▶ **TEXT SHOWN**
--*--

As Kathy and I have aged (yes, I’m afraid it happens to nearly all of us) we have noticed a troubling trend: that our children tend to grow into their teen years, start driving, develop their own distinctive interests, and eventually leave the house. This last school year has been unusually quiet, with Joshua, Rachel and Daniel all away at their colleges.

That is not to say that David and Sarah are TOO terribly quiet. David plays the piano (and occasionally the drums) and Sarah can be counted on to fill the house with the sound of her Les Miserables soundtrack day and night. But it cannot be avoided: there is a big difference between five children and two, if only in terms of the noise they make stomping up and down the stairs and slamming doors.

When the kids were growing up, we worked hard to foster a strong sense of family identity, favoring relationships inside the family over outside friends or interests. It seemed to us that if our children could become lifelong friends with each other, this would be a good and precious thing. And so we scheduled family movie nights, celebrated every possible occasion, played lots of games, and generally strove to make our home a warm, cheerful, fun place to be.

Joshua helped me sample a fresh batch of smoked brisket ...

Joshua helps me sample a fresh batch of smoked brisket …

And yet, the kids had different inclinations, and the age and maturity gaps between them sometimes seemed insurmountable. As our boys have grown into young men, and our girls have blossomed into young ladies, their interests have typically diverged even further. Kathy and I sometimes worried whether our kids would choose to be close to each other after they were grown.

Now, as the college kids are returning home for the summer, a new and delightful joy has gripped our home, as our kids rediscover and enjoy each other, more than ever. Whether it is Daniel teaching Rachel how to ride a longboard, or watching all of them play a dice game together at the kitchen table, there is a deep and satisfying delight in seeing their relationships with each other deepened (or in some cases, reforged).

A quick game of Splendor

Or maybe a quick game of Splendor

To add to the fun, Joshua and Kelsie have arrived on a whirlwind visit from Tennessee, and my heart is full, having all the young eagles back in the nest for a few moments.

Admittedly, the 'nest' is a pseudonym for the 'table', much of the time.

Admittedly, the ‘nest’ is a pseudonym for the ‘table’, much of the time.

--*--

▶ **EXERCISE DATA**
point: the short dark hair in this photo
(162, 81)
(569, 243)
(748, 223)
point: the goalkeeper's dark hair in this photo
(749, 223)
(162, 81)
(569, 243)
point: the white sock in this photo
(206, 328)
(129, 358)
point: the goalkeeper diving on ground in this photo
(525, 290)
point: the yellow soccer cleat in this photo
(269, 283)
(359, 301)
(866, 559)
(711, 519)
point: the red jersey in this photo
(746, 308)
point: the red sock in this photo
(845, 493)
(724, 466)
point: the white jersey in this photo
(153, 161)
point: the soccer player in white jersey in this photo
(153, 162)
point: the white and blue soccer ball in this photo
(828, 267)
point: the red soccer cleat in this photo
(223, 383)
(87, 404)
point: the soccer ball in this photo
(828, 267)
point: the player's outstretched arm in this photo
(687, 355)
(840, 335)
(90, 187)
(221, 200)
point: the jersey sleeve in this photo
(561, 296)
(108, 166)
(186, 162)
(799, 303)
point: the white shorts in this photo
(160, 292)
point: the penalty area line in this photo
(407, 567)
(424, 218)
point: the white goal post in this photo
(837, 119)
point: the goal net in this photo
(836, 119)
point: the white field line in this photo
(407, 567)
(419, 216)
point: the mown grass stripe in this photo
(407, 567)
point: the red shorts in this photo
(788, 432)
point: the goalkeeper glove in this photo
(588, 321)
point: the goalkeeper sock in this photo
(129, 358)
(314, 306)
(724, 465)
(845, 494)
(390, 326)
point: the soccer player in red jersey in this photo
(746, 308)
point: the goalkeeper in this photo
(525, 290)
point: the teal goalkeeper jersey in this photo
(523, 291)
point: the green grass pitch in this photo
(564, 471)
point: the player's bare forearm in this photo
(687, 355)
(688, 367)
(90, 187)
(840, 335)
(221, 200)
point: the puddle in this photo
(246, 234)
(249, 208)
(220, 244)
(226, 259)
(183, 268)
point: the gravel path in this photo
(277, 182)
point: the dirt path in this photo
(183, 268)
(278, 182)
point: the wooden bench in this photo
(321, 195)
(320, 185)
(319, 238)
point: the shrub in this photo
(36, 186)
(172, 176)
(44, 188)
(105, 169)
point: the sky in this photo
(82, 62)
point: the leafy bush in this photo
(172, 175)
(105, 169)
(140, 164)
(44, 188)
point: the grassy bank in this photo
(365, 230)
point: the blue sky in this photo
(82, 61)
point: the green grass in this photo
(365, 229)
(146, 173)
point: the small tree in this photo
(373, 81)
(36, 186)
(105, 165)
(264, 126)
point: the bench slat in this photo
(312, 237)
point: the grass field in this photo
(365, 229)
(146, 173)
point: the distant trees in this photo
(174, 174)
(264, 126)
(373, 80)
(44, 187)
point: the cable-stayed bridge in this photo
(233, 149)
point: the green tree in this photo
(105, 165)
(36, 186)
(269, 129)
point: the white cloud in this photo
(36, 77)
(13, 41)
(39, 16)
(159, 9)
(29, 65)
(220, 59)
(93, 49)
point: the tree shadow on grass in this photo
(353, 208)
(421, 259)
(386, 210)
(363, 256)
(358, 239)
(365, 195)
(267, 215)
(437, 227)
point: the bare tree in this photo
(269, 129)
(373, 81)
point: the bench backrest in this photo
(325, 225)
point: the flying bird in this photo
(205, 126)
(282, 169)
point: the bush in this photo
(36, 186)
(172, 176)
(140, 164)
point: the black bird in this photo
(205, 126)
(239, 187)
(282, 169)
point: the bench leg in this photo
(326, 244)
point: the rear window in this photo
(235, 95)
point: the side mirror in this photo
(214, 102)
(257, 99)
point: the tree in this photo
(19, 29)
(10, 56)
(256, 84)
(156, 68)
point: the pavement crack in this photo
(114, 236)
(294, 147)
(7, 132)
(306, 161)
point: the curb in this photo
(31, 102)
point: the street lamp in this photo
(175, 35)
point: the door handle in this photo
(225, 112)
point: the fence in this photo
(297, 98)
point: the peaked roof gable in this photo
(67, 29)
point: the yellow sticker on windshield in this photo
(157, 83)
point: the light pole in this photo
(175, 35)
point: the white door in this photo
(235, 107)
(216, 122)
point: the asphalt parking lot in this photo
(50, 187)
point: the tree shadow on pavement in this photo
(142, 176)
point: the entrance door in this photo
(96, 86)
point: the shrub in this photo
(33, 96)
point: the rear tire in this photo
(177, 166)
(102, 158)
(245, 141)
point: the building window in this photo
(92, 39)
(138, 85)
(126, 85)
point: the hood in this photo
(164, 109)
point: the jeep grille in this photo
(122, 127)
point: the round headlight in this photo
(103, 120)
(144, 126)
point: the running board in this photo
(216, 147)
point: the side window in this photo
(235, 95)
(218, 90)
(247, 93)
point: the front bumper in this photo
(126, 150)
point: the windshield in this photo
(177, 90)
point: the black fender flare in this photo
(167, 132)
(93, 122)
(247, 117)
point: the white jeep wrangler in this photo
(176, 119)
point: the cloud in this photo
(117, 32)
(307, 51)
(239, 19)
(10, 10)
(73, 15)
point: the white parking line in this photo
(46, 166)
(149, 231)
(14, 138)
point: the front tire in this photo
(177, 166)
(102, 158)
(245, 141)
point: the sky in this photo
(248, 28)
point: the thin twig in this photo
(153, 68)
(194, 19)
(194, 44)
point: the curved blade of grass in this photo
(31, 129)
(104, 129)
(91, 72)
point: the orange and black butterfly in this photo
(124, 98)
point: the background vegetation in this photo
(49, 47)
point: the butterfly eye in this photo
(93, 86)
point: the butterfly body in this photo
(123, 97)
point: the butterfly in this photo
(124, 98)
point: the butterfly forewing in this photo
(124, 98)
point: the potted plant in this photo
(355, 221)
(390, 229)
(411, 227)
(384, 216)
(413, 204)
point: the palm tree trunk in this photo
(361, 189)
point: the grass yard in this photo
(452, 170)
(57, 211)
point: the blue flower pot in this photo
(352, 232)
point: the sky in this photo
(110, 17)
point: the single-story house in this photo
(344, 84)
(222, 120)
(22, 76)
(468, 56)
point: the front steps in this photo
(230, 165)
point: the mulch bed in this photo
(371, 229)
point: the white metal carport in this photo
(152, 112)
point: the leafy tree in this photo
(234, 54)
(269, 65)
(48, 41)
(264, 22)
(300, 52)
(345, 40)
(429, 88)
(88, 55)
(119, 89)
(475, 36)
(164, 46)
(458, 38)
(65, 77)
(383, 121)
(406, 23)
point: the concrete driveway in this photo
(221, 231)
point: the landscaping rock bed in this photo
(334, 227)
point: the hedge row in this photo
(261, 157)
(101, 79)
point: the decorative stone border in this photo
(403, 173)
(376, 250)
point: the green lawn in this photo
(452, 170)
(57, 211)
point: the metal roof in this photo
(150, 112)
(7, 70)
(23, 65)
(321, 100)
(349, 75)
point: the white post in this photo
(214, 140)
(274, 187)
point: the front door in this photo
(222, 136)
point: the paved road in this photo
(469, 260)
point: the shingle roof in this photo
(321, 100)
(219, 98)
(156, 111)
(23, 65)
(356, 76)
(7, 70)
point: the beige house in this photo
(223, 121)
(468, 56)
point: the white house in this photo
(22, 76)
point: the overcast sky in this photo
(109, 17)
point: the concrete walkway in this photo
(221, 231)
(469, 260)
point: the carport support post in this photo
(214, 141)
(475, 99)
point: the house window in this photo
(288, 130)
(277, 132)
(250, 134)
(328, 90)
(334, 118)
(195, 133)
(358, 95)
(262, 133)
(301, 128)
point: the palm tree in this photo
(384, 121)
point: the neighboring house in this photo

--*--

▶ **PROBLEMS AND TASKS**
**1)** In the passage about the children's return home, rewrite everything from "Or maybe a quick" down to "the 'table', much of the time.", putting "short visit" in place of "whirlwind visit".
**2)** In the passage about the children's return home, which soundtrack does Sarah fill the house with day and night?

▶ **OUTPUTS IN ORDER**
**1)**
Or maybe a quick game of Splendor

To add to the fun, Joshua and Kelsie have arrived on a short visit from Tennessee, and my heart is full, having all the young eagles back in the nest for a few moments.

Admittedly, the 'nest' is a pseudonym for the 'table', much of the time.

**2)** The Les Miserables soundtrack.